Reading passage:
━━━

- Sire: Princequillo
- Grandsire: Prince Rose
- Dam: Leallah
- Damsire: Nasrullah
- Sex: Stallion
- Foaled: 1965
- Country: United States
- Colour: Bay
- Breeder: Charlton Clay
- Owner: Warner L. Jones Jr. (syndicate)
- Trainer: Horatio Luro
- Record: 20: 10-6-0
- Earnings: US$129,886

Major wins
- Bernard Baruch Handicap (1968) Canadian Turf Handicap (1969) Brandywine Turf Handicap (1969) Appleton Handicap (1969)

= Go Marching =

American-bred Thoroughbred racehorse

Go Marching (1965 - August 10, 1994) was an American Thoroughbred racehorse who was sired by the outstanding Champion sire Princequillo and out of the Champion racemare, Leallah. Bred by Charlton Clay at his Marchmont Farm near Paris, Kentucky, Go Marching was sold to Warner L. Jones Jr. as an unnamed two-year-old colt in a May 1967 Fasig-Tipton sale at Belmont Park for a record price of $210,000.

==Race career==
Trained by U.S. Racing Hall of Fame inductee, Horatio Luro, at age three Go Marching won the first race of his career on March 7, 1968, at Florida's Gulfstream Park when he ran on turf for the first time. He went on to win the Bernard Baruch Handicap at Saratoga Race Course in Saratoga Springs, New York and then had his best year at age four in 1969 when his wins included the Canadian Turf Handicap and the Appleton Handicap at Gulfstream Park.

━━━

Given entries:
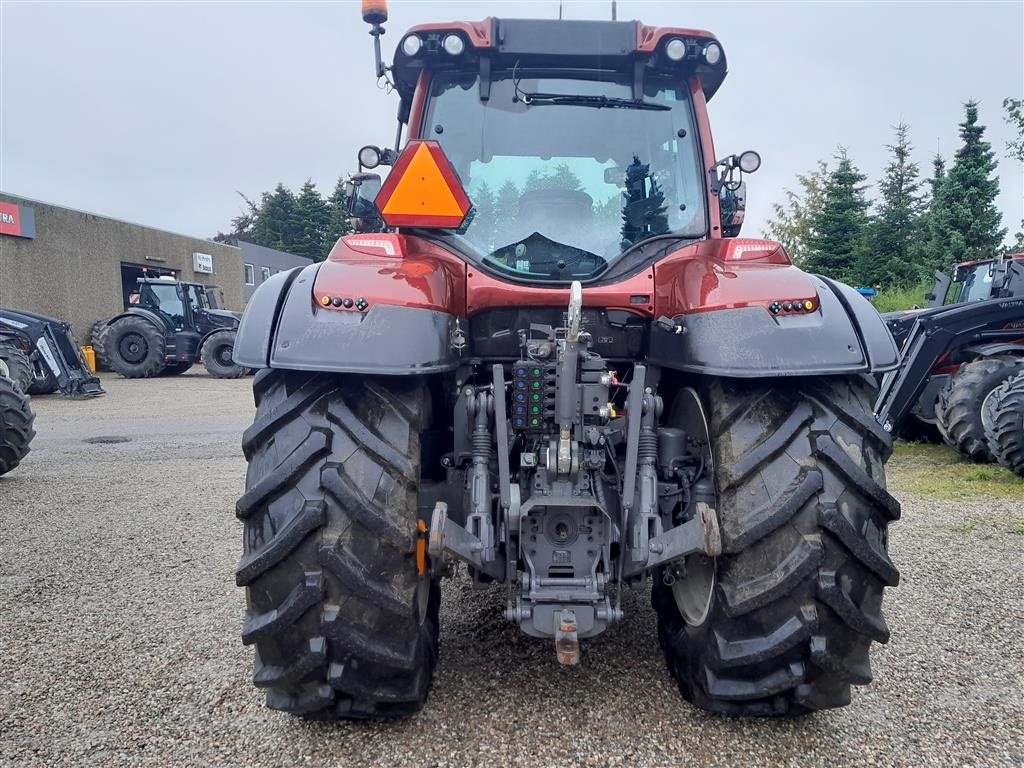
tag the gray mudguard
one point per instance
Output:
(846, 336)
(283, 328)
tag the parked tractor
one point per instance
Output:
(965, 374)
(41, 355)
(15, 421)
(584, 385)
(168, 327)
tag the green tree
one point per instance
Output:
(644, 212)
(896, 227)
(312, 216)
(506, 211)
(1015, 148)
(838, 231)
(930, 254)
(483, 213)
(1015, 117)
(275, 225)
(338, 221)
(561, 177)
(964, 221)
(791, 221)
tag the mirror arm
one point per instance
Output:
(376, 31)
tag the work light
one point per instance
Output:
(411, 45)
(676, 49)
(454, 45)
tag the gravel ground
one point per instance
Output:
(119, 632)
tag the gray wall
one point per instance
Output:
(259, 256)
(72, 269)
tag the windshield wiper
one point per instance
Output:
(569, 99)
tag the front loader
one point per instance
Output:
(167, 328)
(547, 357)
(985, 348)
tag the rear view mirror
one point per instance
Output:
(361, 190)
(732, 201)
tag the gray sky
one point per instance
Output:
(156, 113)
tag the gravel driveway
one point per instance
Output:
(120, 625)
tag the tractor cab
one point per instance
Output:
(977, 281)
(189, 306)
(577, 143)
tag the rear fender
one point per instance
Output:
(148, 314)
(1015, 348)
(718, 295)
(380, 304)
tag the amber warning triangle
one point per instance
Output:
(423, 190)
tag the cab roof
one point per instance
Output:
(496, 44)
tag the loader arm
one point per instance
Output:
(933, 336)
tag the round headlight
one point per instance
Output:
(370, 157)
(749, 162)
(411, 45)
(676, 49)
(454, 45)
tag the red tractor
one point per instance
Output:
(548, 357)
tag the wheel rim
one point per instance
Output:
(987, 406)
(133, 348)
(694, 579)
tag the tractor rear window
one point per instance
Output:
(562, 185)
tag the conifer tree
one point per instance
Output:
(312, 216)
(275, 225)
(791, 222)
(838, 231)
(964, 221)
(896, 226)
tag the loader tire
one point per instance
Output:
(1005, 427)
(15, 366)
(217, 355)
(135, 348)
(15, 425)
(961, 402)
(97, 338)
(344, 625)
(795, 600)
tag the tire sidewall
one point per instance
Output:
(152, 365)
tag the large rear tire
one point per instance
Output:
(15, 425)
(794, 602)
(343, 624)
(135, 348)
(217, 350)
(1005, 427)
(961, 403)
(15, 366)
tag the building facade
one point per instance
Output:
(258, 263)
(80, 267)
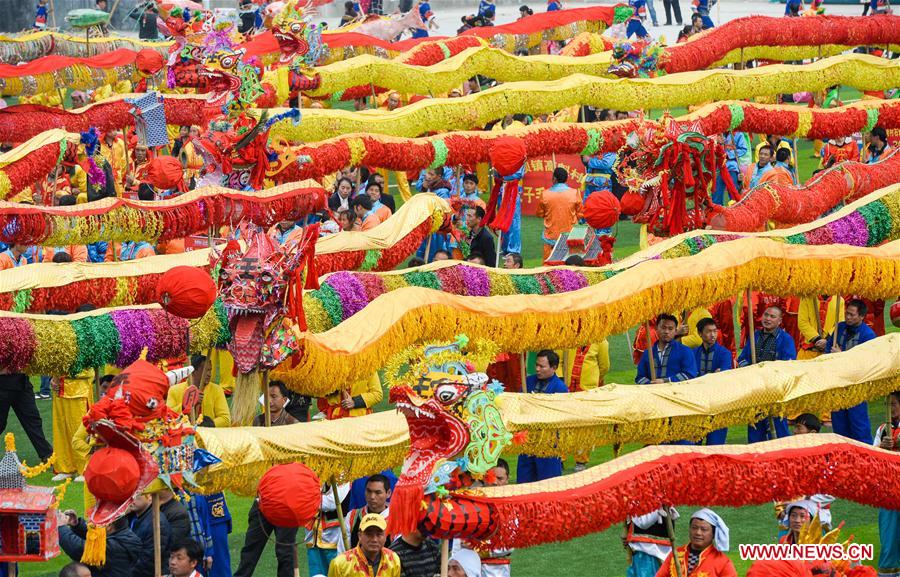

━━━

Objective 1: For each statement about the racehorse Go Marching, say yes or no according to the article, and quote the words that settle it: (a) he was bred at a farm near Paris, Kentucky; (b) he won his first career race at Saratoga Race Course; (c) his best year came at age three.
Objective 2: Return, word for word, the passage of the Go Marching article that begins at the words "- Sire: Princequillo" and ends after the words "Jones Jr. (syndicate)".
Objective 3: Take the Go Marching article further, picking up after its final sentence.
The records have nothing to do with the article on Go Marching.

Final result 1:
(a) Yes: "Bred by Charlton Clay at his Marchmont Farm near Paris, Kentucky"
(b) No: "won the first race of his career on March 7, 1968, at Florida's Gulfstream Park"
(c) No: "had his best year at age four in 1969"

Final result 2:
- Sire: Princequillo
- Grandsire: Prince Rose
- Dam: Leallah
- Damsire: Nasrullah
- Sex: Stallion
- Foaled: 1965
- Country: United States
- Colour: Bay
- Breeder: Charlton Clay
- Owner: Warner L. Jones Jr. (syndicate)

Final result 3:
==Breeding career==
Go Marching stood for his owner in Kentucky until age eleven. He was then sent to a breeding farm in France where he remained until age fourteen after which he was purchased by breeders who brought him to stand in Japan where he died on August 10, 1994. Overall, Go Marching met with modest success as a sire.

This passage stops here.